• What you are asked to do: List every AI coding tool that the codesight text names in the quoted npm page description.

• Document section:
Created by Kailesk Khumar (founder of HouseofMVPs and Kailxlabs), codesight emerged from a practical observation: AI assistants waste thousands of tokens every conversation figuring out project structure. The description on the npm page is direct: "Universal AI context generator. Saves thousands of tokens per conversation in Claude Code, Cursor, Copilot, Codex, and more."

Philosophy

The core philosophy is context engineering as static analysis. Rather than instructing agents how to behave, codesight pre-processes the codebase into the minimum viable representation needed for AI comprehension. TypeScript projects get full AST precision; other languages use battle-tested regex detection. The wiki mode extends this with Karpathy's LLM wiki pattern — "compiled from AST, not an LLM. Zero API calls. 200ms."

Stated Goals

From the README:

"Your AI assistant wastes thousands of tokens every conversation just figuring out your project. codesight fixes that in one command."

(Region pointing data)
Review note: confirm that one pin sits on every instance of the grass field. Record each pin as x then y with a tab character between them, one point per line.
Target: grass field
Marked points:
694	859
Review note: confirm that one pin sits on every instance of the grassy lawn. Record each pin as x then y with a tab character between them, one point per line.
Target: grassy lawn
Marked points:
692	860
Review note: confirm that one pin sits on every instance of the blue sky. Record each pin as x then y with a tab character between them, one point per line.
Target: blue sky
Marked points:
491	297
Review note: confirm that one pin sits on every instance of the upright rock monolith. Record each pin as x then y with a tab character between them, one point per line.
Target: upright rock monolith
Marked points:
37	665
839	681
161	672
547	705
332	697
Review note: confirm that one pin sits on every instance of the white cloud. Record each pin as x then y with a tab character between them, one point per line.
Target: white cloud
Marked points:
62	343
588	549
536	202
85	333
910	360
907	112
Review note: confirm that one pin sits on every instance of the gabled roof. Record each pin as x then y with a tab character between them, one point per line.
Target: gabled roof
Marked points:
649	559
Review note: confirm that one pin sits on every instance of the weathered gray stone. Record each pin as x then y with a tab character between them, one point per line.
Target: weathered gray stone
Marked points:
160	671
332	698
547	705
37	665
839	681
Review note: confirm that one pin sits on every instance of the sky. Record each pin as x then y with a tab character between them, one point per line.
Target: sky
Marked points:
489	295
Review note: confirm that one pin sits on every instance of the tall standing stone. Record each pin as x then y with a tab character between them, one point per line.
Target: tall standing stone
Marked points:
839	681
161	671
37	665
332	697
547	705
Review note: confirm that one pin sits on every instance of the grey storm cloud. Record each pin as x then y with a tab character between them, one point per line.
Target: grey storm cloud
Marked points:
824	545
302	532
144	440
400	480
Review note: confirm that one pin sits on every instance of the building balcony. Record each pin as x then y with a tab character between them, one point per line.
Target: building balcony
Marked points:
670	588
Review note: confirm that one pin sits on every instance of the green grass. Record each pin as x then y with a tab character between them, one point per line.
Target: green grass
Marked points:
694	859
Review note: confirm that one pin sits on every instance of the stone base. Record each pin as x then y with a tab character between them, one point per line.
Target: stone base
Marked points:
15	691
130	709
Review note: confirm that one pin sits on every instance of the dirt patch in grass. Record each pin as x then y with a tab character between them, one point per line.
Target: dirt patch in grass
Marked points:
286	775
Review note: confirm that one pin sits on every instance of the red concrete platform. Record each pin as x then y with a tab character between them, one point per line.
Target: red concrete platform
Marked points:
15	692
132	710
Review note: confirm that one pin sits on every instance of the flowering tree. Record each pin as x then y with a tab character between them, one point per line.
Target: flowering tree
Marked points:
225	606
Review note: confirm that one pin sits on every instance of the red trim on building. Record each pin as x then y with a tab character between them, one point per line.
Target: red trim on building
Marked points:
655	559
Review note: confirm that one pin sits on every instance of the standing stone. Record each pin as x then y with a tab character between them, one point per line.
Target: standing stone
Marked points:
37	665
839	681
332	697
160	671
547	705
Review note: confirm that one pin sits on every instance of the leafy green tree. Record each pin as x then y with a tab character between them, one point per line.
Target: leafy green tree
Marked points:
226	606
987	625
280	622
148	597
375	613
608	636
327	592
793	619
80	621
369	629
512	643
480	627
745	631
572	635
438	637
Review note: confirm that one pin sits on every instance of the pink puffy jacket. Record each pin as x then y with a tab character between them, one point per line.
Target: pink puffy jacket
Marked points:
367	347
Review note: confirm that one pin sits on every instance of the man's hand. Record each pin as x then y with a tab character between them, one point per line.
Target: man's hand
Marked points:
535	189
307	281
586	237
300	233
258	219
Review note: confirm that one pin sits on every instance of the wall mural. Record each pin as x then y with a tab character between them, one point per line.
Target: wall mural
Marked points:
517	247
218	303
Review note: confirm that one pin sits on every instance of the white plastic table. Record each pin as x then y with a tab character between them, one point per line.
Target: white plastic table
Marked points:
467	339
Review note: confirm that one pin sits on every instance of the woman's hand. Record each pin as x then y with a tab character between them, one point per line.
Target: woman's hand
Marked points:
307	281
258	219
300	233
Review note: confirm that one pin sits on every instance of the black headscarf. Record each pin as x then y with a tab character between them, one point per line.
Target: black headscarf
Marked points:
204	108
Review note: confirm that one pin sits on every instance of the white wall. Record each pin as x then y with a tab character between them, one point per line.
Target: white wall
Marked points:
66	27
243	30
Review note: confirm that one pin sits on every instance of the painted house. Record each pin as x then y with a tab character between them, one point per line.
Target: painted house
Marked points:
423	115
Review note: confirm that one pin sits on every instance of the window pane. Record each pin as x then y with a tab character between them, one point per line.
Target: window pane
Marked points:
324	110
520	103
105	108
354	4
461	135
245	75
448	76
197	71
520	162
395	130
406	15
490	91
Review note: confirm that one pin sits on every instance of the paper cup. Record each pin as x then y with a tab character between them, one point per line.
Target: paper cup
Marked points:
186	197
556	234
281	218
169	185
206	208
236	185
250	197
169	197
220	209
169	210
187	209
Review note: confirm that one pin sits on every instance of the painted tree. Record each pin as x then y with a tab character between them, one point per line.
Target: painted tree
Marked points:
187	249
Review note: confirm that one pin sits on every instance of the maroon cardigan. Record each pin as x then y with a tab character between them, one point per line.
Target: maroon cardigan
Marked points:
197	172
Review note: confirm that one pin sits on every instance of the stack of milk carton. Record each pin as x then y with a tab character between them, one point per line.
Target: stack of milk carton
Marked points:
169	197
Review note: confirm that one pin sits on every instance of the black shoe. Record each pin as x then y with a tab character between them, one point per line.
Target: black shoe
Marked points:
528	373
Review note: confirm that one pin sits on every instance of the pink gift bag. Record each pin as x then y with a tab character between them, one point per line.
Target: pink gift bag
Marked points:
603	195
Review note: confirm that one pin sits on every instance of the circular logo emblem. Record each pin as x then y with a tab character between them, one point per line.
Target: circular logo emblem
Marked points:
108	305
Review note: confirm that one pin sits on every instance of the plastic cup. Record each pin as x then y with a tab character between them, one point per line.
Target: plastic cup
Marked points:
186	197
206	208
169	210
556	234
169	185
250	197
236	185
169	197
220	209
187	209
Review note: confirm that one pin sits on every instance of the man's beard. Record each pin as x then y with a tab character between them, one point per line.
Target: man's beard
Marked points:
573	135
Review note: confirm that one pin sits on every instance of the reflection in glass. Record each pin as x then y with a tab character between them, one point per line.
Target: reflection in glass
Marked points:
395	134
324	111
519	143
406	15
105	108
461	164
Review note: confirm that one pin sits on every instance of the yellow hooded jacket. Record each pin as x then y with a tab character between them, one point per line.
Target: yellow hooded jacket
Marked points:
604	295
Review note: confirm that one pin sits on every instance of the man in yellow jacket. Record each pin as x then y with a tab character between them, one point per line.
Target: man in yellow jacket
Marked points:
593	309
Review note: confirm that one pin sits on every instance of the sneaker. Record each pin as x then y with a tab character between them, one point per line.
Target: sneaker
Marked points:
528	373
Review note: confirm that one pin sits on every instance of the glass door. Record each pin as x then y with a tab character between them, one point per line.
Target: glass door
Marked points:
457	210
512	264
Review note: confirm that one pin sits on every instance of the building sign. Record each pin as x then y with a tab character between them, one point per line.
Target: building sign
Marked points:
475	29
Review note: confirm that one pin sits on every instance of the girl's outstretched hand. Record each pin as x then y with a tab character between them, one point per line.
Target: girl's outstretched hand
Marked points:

• Solution to this problem: Claude Code, Cursor, Copilot, Codex